_ABOUT THIS EXERCISE_.
Below are the entries; give again exactly the lines from the one mentioning "box: [306, 150, 328, 194]" through the one mentioning "negative clicks: (400, 112) (454, 67)", inclusive.

SOURCE INFORMATION START

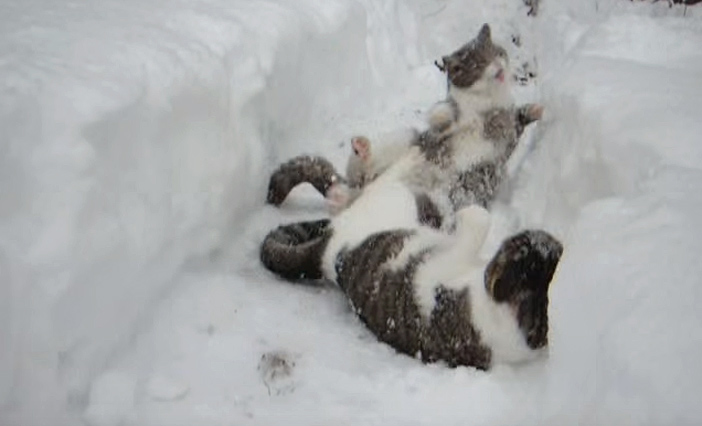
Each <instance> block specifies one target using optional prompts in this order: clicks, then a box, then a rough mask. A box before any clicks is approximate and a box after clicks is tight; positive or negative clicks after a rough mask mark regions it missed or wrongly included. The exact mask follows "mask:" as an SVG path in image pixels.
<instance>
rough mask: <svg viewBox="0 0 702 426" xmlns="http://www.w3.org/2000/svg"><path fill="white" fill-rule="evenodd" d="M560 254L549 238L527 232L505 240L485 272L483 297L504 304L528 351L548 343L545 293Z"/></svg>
mask: <svg viewBox="0 0 702 426" xmlns="http://www.w3.org/2000/svg"><path fill="white" fill-rule="evenodd" d="M562 253H563V245H562V244H561V243H560V242H559V241H558V240H557V239H555V238H554V237H553V236H551V235H549V234H548V233H546V232H544V231H534V230H527V231H523V232H520V233H518V234H516V235H514V236H512V237H510V238H508V239H506V240H505V241H504V242H503V243H502V245H501V246H500V248H499V250H498V251H497V253H496V254H495V256H494V257H493V258H492V260H491V261H490V262H489V263H488V265H487V267H486V268H485V275H484V280H485V282H484V284H485V289H486V291H487V293H488V294H489V295H490V297H491V298H492V299H493V300H494V301H496V302H498V303H507V304H508V306H509V307H510V308H511V310H512V312H513V315H514V317H515V319H516V321H517V324H518V325H519V329H520V330H521V333H522V335H523V336H524V339H525V341H526V343H527V345H528V346H529V348H531V349H538V348H541V347H543V346H545V345H546V344H547V342H548V338H547V334H548V289H549V285H550V283H551V279H552V278H553V274H554V272H555V270H556V267H557V266H558V262H559V260H560V258H561V254H562Z"/></svg>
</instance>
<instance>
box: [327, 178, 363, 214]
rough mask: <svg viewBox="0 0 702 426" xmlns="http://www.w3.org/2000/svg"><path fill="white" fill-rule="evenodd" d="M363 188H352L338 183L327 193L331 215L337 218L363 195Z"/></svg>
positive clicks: (345, 185) (347, 185)
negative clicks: (354, 202) (352, 203)
mask: <svg viewBox="0 0 702 426" xmlns="http://www.w3.org/2000/svg"><path fill="white" fill-rule="evenodd" d="M362 191H363V190H362V189H361V188H354V187H350V186H348V185H346V184H344V183H341V182H338V183H335V184H334V185H332V186H331V187H330V188H329V190H328V191H327V195H326V197H325V198H326V205H327V210H328V211H329V214H331V215H332V216H336V215H338V214H339V213H341V211H343V210H344V209H346V208H347V207H348V206H350V205H351V203H353V202H354V201H355V200H356V198H358V197H359V196H360V195H361V192H362Z"/></svg>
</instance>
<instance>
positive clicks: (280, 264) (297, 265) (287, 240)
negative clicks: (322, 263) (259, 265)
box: [260, 219, 331, 281]
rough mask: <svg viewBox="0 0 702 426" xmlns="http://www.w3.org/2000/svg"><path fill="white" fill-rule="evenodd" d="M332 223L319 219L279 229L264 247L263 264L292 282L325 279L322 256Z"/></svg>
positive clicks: (263, 252) (330, 232)
mask: <svg viewBox="0 0 702 426" xmlns="http://www.w3.org/2000/svg"><path fill="white" fill-rule="evenodd" d="M329 223H330V221H329V219H320V220H315V221H309V222H297V223H291V224H288V225H281V226H279V227H277V228H276V229H274V230H272V231H271V232H269V233H268V235H266V237H265V238H264V240H263V242H262V243H261V251H260V258H261V262H262V263H263V265H264V266H265V267H266V269H268V270H269V271H271V272H273V273H274V274H276V275H278V276H280V277H281V278H284V279H286V280H289V281H301V280H317V279H321V278H323V274H322V255H323V254H324V250H325V248H326V247H327V243H328V242H329V238H330V237H331V230H330V229H329Z"/></svg>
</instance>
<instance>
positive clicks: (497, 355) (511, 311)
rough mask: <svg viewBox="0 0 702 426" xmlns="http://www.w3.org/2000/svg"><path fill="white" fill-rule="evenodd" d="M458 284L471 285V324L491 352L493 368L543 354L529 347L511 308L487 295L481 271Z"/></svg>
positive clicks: (536, 356)
mask: <svg viewBox="0 0 702 426" xmlns="http://www.w3.org/2000/svg"><path fill="white" fill-rule="evenodd" d="M458 283H459V284H460V283H463V285H466V284H467V285H468V289H469V290H468V291H469V292H470V313H471V321H472V323H473V326H474V327H475V328H476V330H477V331H478V332H479V333H480V338H481V340H482V342H483V344H485V345H486V346H488V347H490V348H491V349H492V362H493V363H494V364H500V363H509V364H513V363H519V362H524V361H528V360H531V359H534V358H536V357H537V356H538V355H539V354H540V353H541V351H538V350H533V349H531V348H529V346H527V344H526V340H525V338H524V335H523V333H522V331H521V330H520V329H519V325H518V324H517V320H516V317H515V315H514V312H513V311H512V309H511V308H510V306H509V305H508V304H507V303H496V302H495V301H494V300H493V299H492V298H491V297H490V295H489V294H488V293H487V291H486V290H485V285H484V282H483V271H482V270H481V271H476V272H474V273H472V274H469V275H468V276H465V277H462V279H460V280H459V281H458Z"/></svg>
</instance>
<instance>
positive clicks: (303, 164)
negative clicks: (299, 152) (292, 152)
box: [266, 155, 343, 206]
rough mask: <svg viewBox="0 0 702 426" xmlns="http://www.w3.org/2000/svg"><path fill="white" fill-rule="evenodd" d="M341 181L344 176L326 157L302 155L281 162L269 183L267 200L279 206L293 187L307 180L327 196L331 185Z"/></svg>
mask: <svg viewBox="0 0 702 426" xmlns="http://www.w3.org/2000/svg"><path fill="white" fill-rule="evenodd" d="M340 181H343V178H342V177H341V175H339V173H337V171H336V169H334V166H333V165H332V163H331V162H330V161H329V160H327V159H326V158H323V157H314V156H309V155H300V156H297V157H295V158H292V159H291V160H289V161H287V162H285V163H283V164H281V165H280V167H278V168H277V169H276V170H275V171H274V172H273V174H272V175H271V178H270V180H269V183H268V194H267V197H266V201H267V202H268V203H270V204H273V205H276V206H278V205H280V204H282V203H283V201H285V199H286V198H287V196H288V194H289V193H290V191H292V190H293V188H295V187H296V186H297V185H299V184H301V183H305V182H308V183H310V184H311V185H312V186H313V187H314V188H315V189H316V190H317V191H319V192H320V193H321V194H322V195H324V196H326V194H327V191H328V190H329V187H331V186H332V185H334V184H335V183H337V182H340Z"/></svg>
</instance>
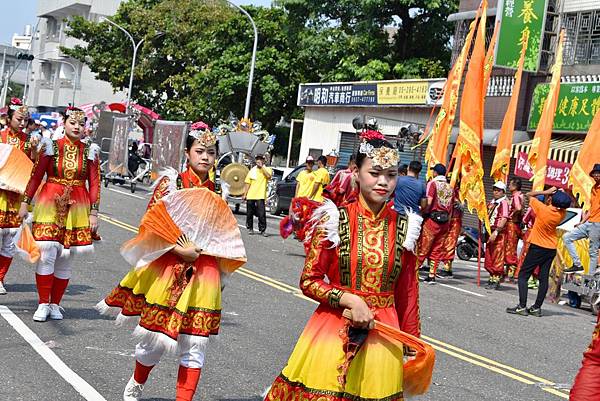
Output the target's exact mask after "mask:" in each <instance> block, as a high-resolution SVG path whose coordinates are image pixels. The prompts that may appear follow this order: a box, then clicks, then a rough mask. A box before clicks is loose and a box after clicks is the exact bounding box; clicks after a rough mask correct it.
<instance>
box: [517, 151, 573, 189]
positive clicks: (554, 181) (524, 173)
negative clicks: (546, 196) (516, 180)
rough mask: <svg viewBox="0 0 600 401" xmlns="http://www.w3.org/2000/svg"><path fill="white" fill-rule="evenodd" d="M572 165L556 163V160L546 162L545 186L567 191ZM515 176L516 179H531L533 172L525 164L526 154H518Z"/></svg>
mask: <svg viewBox="0 0 600 401" xmlns="http://www.w3.org/2000/svg"><path fill="white" fill-rule="evenodd" d="M572 167H573V165H572V164H569V163H563V162H557V161H556V160H548V168H547V171H546V185H552V186H555V187H558V188H563V189H567V183H568V181H569V173H570V172H571V168H572ZM515 175H516V176H517V177H521V178H526V179H530V178H531V177H533V170H532V169H531V166H530V165H529V163H528V162H527V153H525V152H519V156H518V157H517V159H516V163H515Z"/></svg>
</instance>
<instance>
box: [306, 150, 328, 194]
mask: <svg viewBox="0 0 600 401" xmlns="http://www.w3.org/2000/svg"><path fill="white" fill-rule="evenodd" d="M314 174H315V181H314V186H313V193H312V195H311V196H310V199H312V200H315V201H317V202H320V203H322V202H323V188H325V187H326V186H327V185H329V183H330V182H331V178H330V177H329V171H328V170H327V157H325V156H319V158H318V159H317V170H316V171H315V173H314Z"/></svg>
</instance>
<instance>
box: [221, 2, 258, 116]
mask: <svg viewBox="0 0 600 401" xmlns="http://www.w3.org/2000/svg"><path fill="white" fill-rule="evenodd" d="M226 1H227V2H228V3H229V4H231V5H232V6H234V7H235V8H237V9H238V10H240V11H241V12H242V14H244V15H245V16H246V17H248V19H249V20H250V23H251V24H252V29H253V30H254V45H253V47H252V62H251V63H250V77H248V91H247V92H246V107H245V108H244V119H248V116H249V115H250V98H251V97H252V81H253V80H254V65H255V64H256V48H257V47H258V30H257V29H256V24H255V23H254V20H253V19H252V17H251V16H250V14H248V12H247V11H246V10H244V9H243V8H242V7H240V6H238V5H237V4H235V3H233V2H232V1H229V0H226Z"/></svg>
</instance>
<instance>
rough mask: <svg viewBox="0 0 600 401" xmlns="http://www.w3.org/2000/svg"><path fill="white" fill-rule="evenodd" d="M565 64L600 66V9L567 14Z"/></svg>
mask: <svg viewBox="0 0 600 401" xmlns="http://www.w3.org/2000/svg"><path fill="white" fill-rule="evenodd" d="M562 27H563V28H564V29H565V33H566V37H565V54H564V64H565V65H573V64H600V9H598V10H592V11H580V12H576V13H566V14H564V15H563V18H562Z"/></svg>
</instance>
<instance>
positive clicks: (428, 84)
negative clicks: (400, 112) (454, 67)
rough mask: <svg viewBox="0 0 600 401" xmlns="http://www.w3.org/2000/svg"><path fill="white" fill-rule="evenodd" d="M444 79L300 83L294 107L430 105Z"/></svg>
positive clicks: (440, 91)
mask: <svg viewBox="0 0 600 401" xmlns="http://www.w3.org/2000/svg"><path fill="white" fill-rule="evenodd" d="M445 82H446V81H445V79H437V80H403V81H381V82H365V83H361V82H357V83H352V82H350V83H323V84H301V85H300V88H299V90H298V106H378V105H388V106H402V105H407V106H409V105H423V106H426V105H434V104H438V103H439V102H440V100H441V98H442V94H443V90H444V84H445Z"/></svg>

SOURCE INFORMATION END

_EXERCISE RESPONSE_.
box: [306, 150, 328, 194]
mask: <svg viewBox="0 0 600 401" xmlns="http://www.w3.org/2000/svg"><path fill="white" fill-rule="evenodd" d="M314 174H315V181H314V186H313V193H312V195H311V196H310V199H312V200H315V201H317V202H320V203H322V202H323V188H325V187H326V186H327V185H329V183H330V182H331V178H330V177H329V171H328V170H327V157H325V156H319V158H318V159H317V170H316V171H315V173H314Z"/></svg>
</instance>
<instance>
box: [221, 2, 258, 116]
mask: <svg viewBox="0 0 600 401" xmlns="http://www.w3.org/2000/svg"><path fill="white" fill-rule="evenodd" d="M226 1H227V2H228V3H229V4H231V5H232V6H234V7H235V8H237V9H238V10H240V11H241V12H242V14H244V15H245V16H246V17H248V19H249V20H250V23H251V24H252V29H253V30H254V45H253V47H252V62H251V63H250V77H248V91H247V92H246V107H245V108H244V119H248V116H249V115H250V98H251V97H252V81H253V80H254V65H255V64H256V48H257V47H258V30H257V29H256V24H255V23H254V20H253V19H252V17H251V16H250V14H248V12H247V11H246V10H244V9H243V8H242V7H240V6H238V5H237V4H235V3H233V2H232V1H229V0H226Z"/></svg>
</instance>
<instance>
rough mask: <svg viewBox="0 0 600 401" xmlns="http://www.w3.org/2000/svg"><path fill="white" fill-rule="evenodd" d="M565 64L600 66V9L567 14Z"/></svg>
mask: <svg viewBox="0 0 600 401" xmlns="http://www.w3.org/2000/svg"><path fill="white" fill-rule="evenodd" d="M562 27H563V28H564V29H565V33H566V37H565V54H564V64H565V65H573V64H600V9H598V10H592V11H580V12H576V13H566V14H564V15H563V18H562Z"/></svg>
</instance>
<instance>
positive clicks: (428, 84)
negative clicks: (400, 112) (454, 67)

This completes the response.